**Extract to read**.
Summer camp benefits youth for many reasons
By Patty Hutchens
It’s what childhood memories are made of. Summer camp for many is a time to try new activities, meet new friends and gain some independence from Mom and Dad. But the benefits extend far beyond that and can teach children values that will help guide them through life.
One of the most important things to realize is that it is not easy for some children to make friends, and the bonding that occurs in a camp setting is far different than when one is in school or engaged in athletics. At overnight camp in particular, kids are living together and experiencing life without distractions. In this setting, they can really forge a bond unlike any other friendship. With counselors present to make sure all are included, it can put a parent’s mind at ease wondering if their child will fit in and be accepted. While it may be hard to send your child to an overnight camp, you may want to start out with a camp that isn’t so long, and I’m sure by the end they will be asking if they can stay longer next time.
Technology in today’s world has exploded exponentially, making it harder than ever to become “unplugged.” Unfortunately, connecting one-on-one and in person has become less frequent. Taking a break from technology is something we all should do, but rarely act upon. Allowing your child to do so will allow him or her time to connect with others, learn from positive role models such as camp counselors and gain a greater appreciation of nature, outdoor activities and things that keep their mind and body engaged. And hopefully the break from technology will translate to less screen time away from camp as well.

**Work task**.
In the summer camp article, who is present at camp to make sure all children are included? Use only the summer camp article above as your source.

**Given data**.

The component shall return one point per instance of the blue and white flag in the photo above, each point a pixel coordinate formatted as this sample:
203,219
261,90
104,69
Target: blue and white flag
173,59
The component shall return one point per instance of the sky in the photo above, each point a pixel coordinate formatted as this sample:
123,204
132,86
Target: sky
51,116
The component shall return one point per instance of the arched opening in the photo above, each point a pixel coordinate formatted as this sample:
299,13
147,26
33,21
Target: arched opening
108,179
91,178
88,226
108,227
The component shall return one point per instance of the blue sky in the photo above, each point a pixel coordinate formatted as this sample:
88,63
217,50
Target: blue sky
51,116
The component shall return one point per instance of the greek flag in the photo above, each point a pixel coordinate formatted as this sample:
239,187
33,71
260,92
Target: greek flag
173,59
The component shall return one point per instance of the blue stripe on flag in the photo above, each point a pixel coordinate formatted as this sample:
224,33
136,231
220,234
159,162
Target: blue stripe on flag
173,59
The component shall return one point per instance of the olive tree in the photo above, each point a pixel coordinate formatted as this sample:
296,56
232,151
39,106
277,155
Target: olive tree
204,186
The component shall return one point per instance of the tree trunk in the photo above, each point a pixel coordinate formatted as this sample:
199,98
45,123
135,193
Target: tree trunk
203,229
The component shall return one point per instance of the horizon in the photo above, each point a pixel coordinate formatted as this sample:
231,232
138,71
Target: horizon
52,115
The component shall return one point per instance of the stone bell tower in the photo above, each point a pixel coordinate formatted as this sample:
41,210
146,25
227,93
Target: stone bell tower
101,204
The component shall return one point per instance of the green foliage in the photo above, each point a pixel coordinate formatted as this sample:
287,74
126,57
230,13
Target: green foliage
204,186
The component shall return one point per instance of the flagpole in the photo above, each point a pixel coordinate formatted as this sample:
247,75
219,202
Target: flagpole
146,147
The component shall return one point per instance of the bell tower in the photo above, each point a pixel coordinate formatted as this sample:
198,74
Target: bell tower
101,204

**Output of the task**.
Counselors.